=== Section Start ===
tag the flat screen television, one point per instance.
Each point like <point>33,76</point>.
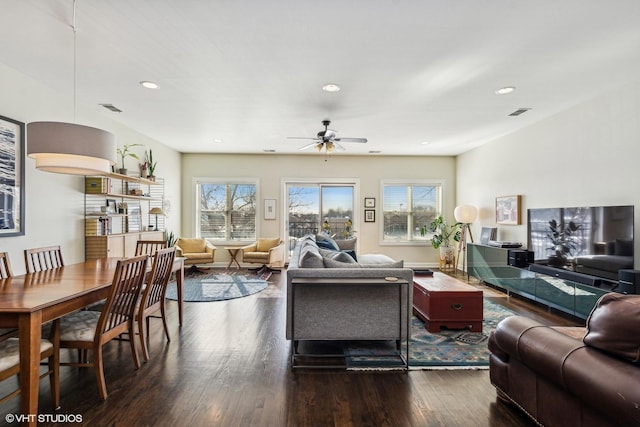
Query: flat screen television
<point>603,241</point>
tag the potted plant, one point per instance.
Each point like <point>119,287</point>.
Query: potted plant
<point>152,166</point>
<point>125,152</point>
<point>444,236</point>
<point>562,242</point>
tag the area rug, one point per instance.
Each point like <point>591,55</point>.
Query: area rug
<point>447,349</point>
<point>211,285</point>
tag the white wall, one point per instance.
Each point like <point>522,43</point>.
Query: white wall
<point>54,204</point>
<point>271,169</point>
<point>586,156</point>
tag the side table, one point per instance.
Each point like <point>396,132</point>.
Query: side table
<point>233,252</point>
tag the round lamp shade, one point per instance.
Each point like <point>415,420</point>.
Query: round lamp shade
<point>70,149</point>
<point>465,214</point>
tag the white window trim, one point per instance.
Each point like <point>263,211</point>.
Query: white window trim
<point>380,210</point>
<point>224,180</point>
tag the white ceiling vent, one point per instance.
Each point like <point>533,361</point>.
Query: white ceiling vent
<point>519,111</point>
<point>112,108</point>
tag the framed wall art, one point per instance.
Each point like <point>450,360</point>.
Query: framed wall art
<point>369,215</point>
<point>269,208</point>
<point>508,210</point>
<point>11,177</point>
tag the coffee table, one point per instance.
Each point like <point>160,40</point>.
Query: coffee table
<point>443,301</point>
<point>233,252</point>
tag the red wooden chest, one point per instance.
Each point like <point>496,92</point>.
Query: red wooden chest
<point>441,300</point>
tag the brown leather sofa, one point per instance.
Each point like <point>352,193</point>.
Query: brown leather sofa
<point>567,376</point>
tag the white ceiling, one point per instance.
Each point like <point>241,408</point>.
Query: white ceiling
<point>250,72</point>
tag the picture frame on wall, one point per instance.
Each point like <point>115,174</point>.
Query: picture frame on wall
<point>508,210</point>
<point>487,234</point>
<point>369,215</point>
<point>269,208</point>
<point>12,164</point>
<point>111,206</point>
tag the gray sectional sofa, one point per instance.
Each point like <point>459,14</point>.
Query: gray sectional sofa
<point>335,294</point>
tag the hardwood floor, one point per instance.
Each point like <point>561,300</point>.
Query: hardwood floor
<point>229,366</point>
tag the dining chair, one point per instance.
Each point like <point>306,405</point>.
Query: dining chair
<point>153,296</point>
<point>49,349</point>
<point>88,331</point>
<point>149,247</point>
<point>45,258</point>
<point>5,266</point>
<point>5,273</point>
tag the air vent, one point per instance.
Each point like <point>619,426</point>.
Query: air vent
<point>112,108</point>
<point>519,111</point>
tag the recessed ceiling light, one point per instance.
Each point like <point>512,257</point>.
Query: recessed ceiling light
<point>149,85</point>
<point>505,90</point>
<point>331,87</point>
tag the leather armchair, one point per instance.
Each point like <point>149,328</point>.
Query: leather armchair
<point>266,251</point>
<point>195,250</point>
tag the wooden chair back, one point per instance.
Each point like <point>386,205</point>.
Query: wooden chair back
<point>41,259</point>
<point>119,309</point>
<point>149,247</point>
<point>5,266</point>
<point>153,297</point>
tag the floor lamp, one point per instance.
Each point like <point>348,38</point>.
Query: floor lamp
<point>464,214</point>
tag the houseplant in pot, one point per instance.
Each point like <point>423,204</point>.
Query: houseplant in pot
<point>125,152</point>
<point>563,242</point>
<point>444,236</point>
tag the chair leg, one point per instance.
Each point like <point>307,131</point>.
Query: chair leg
<point>99,368</point>
<point>132,341</point>
<point>143,337</point>
<point>163,313</point>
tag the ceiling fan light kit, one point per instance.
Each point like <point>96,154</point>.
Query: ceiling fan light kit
<point>328,140</point>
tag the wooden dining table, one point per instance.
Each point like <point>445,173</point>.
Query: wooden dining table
<point>27,301</point>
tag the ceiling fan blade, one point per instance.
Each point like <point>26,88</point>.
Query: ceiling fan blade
<point>351,139</point>
<point>313,144</point>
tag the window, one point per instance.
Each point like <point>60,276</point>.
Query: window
<point>408,208</point>
<point>227,211</point>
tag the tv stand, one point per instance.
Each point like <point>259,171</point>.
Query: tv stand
<point>565,290</point>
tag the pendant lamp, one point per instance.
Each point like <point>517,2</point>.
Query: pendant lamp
<point>69,148</point>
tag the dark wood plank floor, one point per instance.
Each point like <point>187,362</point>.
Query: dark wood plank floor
<point>229,366</point>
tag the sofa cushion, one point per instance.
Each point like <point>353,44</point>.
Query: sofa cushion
<point>613,326</point>
<point>624,247</point>
<point>332,263</point>
<point>310,258</point>
<point>264,244</point>
<point>379,261</point>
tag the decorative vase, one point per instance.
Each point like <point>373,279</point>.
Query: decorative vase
<point>446,254</point>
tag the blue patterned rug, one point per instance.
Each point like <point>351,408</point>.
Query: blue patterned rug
<point>447,349</point>
<point>218,286</point>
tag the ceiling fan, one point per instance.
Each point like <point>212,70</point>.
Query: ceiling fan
<point>327,139</point>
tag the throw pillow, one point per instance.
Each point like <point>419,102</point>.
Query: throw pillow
<point>326,242</point>
<point>336,255</point>
<point>613,326</point>
<point>310,258</point>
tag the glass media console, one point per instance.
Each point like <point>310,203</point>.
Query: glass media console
<point>567,291</point>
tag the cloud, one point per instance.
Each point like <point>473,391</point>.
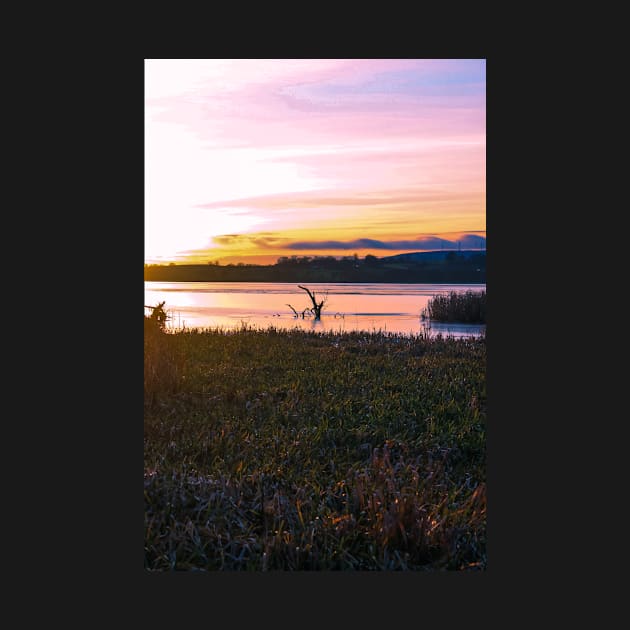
=== Section End ===
Exercise directions = Above are the entries. Quote exactly the lines from the one bearing "tag the area rug, one point per instance." through the one bearing "tag the side table, one point per instance.".

Solution to this problem =
tag the area rug, one point per instance.
Each point like <point>591,55</point>.
Query: area rug
<point>447,349</point>
<point>211,285</point>
tag the white wall, one point per instance.
Each point like <point>522,43</point>.
Query: white wall
<point>54,204</point>
<point>271,169</point>
<point>586,156</point>
tag the side table, one point per instance.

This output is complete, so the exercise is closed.